■ **EXERCISE DETAILS**
How many lines in the items below contain the word "person"? Case matters. Reply with the number alone.
Start
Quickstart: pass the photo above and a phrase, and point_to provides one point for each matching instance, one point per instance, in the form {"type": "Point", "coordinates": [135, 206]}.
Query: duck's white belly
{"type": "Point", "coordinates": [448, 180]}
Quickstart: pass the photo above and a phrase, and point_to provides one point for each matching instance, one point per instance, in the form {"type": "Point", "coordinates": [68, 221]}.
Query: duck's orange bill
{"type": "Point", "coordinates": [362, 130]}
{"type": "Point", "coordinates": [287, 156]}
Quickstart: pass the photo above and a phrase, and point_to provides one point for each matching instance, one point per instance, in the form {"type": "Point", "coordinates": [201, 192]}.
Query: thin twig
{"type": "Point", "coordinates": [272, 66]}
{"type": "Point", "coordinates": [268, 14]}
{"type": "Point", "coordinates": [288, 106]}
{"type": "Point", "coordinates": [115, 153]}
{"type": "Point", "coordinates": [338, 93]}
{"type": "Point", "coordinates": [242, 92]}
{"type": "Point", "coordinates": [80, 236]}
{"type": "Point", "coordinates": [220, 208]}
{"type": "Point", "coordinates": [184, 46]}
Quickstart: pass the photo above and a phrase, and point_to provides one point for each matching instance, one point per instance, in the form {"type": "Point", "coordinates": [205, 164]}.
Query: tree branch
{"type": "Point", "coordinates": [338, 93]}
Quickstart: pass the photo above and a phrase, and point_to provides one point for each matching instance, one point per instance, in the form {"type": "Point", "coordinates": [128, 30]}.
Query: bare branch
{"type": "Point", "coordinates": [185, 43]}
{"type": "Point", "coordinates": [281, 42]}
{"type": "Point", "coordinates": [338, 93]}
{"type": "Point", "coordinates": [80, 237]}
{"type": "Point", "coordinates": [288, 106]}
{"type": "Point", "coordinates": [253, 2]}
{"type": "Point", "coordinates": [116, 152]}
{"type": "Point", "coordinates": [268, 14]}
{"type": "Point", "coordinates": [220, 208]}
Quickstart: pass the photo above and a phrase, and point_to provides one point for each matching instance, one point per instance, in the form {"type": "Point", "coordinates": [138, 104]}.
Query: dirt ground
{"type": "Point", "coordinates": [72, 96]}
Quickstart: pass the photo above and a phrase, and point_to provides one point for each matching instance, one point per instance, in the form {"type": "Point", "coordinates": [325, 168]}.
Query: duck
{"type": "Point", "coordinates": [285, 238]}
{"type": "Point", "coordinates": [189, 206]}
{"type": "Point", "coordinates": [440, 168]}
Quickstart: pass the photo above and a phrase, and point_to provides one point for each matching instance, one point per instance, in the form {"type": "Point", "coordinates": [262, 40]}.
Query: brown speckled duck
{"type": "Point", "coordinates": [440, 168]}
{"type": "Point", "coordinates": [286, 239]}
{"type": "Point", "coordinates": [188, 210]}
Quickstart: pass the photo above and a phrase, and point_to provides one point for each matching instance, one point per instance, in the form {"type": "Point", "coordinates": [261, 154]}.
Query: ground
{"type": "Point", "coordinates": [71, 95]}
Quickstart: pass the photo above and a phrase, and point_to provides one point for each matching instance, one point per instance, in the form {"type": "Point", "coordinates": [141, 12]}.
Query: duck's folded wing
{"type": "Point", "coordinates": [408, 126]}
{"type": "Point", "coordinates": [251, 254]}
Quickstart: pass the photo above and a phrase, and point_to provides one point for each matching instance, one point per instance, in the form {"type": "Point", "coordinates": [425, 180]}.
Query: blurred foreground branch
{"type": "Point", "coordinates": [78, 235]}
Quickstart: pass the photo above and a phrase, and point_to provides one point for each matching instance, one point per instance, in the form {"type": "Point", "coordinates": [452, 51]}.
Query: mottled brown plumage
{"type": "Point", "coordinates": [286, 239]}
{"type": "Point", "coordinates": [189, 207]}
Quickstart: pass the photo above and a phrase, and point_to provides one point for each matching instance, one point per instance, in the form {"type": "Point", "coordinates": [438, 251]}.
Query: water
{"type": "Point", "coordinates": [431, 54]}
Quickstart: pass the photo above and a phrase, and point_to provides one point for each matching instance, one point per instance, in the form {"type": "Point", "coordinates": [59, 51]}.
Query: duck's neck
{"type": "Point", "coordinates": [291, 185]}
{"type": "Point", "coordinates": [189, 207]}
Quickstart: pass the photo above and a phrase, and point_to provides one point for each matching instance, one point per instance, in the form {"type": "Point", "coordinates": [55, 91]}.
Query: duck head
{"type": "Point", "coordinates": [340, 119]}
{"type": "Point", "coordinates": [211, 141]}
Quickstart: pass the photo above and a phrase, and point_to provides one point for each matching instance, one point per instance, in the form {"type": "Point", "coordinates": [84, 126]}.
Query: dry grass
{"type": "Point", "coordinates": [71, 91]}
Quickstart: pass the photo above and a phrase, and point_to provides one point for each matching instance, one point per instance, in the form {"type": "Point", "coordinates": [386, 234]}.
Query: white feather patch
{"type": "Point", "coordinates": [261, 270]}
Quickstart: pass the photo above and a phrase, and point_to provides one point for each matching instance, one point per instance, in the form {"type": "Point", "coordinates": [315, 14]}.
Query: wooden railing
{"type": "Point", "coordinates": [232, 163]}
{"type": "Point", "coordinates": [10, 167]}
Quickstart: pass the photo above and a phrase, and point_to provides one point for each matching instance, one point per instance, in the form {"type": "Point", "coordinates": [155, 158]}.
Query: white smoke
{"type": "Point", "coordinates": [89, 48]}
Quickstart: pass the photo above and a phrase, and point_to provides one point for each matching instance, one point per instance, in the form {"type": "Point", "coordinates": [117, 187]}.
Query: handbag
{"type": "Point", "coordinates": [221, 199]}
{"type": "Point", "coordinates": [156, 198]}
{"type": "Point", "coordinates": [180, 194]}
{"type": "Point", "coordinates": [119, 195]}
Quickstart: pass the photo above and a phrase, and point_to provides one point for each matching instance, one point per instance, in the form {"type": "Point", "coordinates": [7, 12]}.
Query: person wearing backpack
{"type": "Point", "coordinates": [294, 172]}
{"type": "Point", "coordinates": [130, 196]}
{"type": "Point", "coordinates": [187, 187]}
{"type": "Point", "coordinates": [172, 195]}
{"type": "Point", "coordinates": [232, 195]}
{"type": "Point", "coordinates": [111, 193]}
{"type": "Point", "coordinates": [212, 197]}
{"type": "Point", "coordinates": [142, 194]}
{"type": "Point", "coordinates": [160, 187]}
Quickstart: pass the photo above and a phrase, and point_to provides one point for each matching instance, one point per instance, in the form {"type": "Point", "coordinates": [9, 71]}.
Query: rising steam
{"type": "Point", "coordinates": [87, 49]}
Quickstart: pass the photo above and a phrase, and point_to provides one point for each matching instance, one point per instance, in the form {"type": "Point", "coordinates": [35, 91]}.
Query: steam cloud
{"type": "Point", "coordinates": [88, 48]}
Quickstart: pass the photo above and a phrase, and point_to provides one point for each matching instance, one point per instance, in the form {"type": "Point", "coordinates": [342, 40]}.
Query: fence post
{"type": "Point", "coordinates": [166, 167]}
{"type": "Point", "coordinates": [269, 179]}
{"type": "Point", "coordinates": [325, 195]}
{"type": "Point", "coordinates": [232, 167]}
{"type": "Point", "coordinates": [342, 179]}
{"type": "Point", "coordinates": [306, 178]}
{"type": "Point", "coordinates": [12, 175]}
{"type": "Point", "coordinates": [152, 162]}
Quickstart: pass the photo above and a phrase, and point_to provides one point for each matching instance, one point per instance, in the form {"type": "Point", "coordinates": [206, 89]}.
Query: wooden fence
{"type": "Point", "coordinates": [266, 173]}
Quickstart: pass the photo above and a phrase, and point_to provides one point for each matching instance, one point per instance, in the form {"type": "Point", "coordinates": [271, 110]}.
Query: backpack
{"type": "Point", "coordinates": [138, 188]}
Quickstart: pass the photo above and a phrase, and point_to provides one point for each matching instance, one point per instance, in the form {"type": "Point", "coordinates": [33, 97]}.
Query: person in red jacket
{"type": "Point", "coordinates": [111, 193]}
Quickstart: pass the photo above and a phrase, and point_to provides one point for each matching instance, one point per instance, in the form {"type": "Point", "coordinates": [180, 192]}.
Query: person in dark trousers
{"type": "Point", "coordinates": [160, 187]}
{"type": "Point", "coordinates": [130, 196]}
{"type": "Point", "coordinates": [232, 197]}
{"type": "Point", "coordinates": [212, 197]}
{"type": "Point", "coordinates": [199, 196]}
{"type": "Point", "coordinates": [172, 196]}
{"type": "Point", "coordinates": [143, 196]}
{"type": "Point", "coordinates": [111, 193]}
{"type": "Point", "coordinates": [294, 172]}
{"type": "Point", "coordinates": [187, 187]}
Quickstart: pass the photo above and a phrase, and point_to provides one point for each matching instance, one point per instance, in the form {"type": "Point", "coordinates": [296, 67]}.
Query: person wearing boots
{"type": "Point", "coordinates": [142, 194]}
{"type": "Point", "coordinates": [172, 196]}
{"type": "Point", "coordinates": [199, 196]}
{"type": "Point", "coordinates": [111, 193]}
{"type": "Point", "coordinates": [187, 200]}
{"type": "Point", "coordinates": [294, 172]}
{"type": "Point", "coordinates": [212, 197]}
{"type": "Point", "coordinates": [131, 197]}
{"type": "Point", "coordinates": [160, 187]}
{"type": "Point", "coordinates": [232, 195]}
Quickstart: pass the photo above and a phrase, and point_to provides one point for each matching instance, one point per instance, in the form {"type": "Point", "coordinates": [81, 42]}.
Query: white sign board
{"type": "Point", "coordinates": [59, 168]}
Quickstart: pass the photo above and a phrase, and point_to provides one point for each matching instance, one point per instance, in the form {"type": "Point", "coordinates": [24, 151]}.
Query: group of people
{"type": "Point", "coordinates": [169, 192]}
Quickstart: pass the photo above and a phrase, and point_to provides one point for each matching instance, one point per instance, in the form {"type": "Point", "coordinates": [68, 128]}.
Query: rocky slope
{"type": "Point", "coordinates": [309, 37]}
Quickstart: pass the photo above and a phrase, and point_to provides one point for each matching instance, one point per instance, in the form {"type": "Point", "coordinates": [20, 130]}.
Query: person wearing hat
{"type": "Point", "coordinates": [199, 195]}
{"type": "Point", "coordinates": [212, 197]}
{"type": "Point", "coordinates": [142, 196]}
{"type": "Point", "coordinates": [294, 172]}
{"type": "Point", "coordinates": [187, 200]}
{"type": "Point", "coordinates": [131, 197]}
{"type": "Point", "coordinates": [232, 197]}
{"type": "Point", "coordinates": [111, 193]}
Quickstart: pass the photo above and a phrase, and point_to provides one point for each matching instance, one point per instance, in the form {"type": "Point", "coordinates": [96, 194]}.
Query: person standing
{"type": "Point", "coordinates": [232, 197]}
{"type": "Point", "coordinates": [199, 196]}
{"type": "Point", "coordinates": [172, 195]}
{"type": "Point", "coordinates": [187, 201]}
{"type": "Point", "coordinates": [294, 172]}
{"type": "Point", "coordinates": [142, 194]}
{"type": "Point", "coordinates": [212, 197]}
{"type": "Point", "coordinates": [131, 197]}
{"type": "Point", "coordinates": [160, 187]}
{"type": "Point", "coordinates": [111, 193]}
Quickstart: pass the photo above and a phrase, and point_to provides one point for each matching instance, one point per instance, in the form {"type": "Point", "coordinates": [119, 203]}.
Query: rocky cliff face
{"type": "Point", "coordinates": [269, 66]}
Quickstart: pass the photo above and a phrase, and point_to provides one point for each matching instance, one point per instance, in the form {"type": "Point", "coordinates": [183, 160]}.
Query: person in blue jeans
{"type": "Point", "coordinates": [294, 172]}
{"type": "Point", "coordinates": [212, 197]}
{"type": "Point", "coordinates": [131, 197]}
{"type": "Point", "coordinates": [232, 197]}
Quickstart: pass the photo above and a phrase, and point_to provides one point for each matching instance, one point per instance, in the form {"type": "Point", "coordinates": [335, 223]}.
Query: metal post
End
■ **REPLY TO THE TASK**
7